▸ Work to be completed
Provide the data again exactly, including every line that follows.

▸ Stored data
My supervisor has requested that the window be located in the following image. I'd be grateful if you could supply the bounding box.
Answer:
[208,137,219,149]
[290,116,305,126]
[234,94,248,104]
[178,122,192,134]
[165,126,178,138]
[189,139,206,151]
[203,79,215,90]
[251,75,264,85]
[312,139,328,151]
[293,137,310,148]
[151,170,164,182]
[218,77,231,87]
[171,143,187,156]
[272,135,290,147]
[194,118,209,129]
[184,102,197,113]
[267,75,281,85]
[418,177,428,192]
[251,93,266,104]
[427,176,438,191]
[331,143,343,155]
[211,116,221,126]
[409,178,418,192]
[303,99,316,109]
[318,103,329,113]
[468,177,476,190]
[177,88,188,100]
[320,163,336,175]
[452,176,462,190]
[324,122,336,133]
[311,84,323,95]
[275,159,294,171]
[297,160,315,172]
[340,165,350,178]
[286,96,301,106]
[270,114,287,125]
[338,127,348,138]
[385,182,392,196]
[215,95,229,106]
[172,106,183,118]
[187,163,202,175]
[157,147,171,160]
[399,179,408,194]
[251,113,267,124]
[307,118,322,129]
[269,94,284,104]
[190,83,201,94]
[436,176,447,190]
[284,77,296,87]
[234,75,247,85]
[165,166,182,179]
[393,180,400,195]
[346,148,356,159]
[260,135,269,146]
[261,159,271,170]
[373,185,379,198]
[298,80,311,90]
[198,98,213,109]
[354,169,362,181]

▸ Written answer
My supervisor has requested that the window be located in the following image. I'd be grateful if you could supply the bounding box.
Answer:
[208,137,219,149]
[290,116,305,126]
[234,94,248,104]
[178,122,192,134]
[165,126,178,138]
[189,139,206,151]
[203,79,215,90]
[251,75,264,85]
[312,139,328,151]
[293,137,310,148]
[151,170,164,182]
[218,77,231,87]
[171,143,187,156]
[272,135,290,147]
[194,118,209,129]
[184,102,197,113]
[267,75,281,85]
[418,177,428,192]
[251,93,266,104]
[427,176,438,191]
[331,143,343,155]
[211,116,221,126]
[409,178,418,192]
[303,99,316,109]
[318,103,329,113]
[468,177,476,190]
[177,88,188,100]
[320,163,336,175]
[452,176,462,190]
[324,122,336,133]
[311,84,323,95]
[275,159,294,171]
[297,160,315,172]
[340,165,350,178]
[286,96,301,106]
[270,114,287,125]
[338,127,348,138]
[385,182,392,196]
[215,95,229,106]
[172,106,183,118]
[187,163,202,175]
[157,147,171,160]
[399,179,408,194]
[251,113,267,124]
[307,118,322,129]
[269,94,284,104]
[190,83,201,94]
[436,176,447,190]
[284,77,296,87]
[234,75,247,85]
[165,166,182,179]
[393,180,400,195]
[346,148,356,159]
[260,135,269,146]
[261,159,271,170]
[373,185,379,198]
[298,80,311,90]
[198,98,213,109]
[354,169,362,181]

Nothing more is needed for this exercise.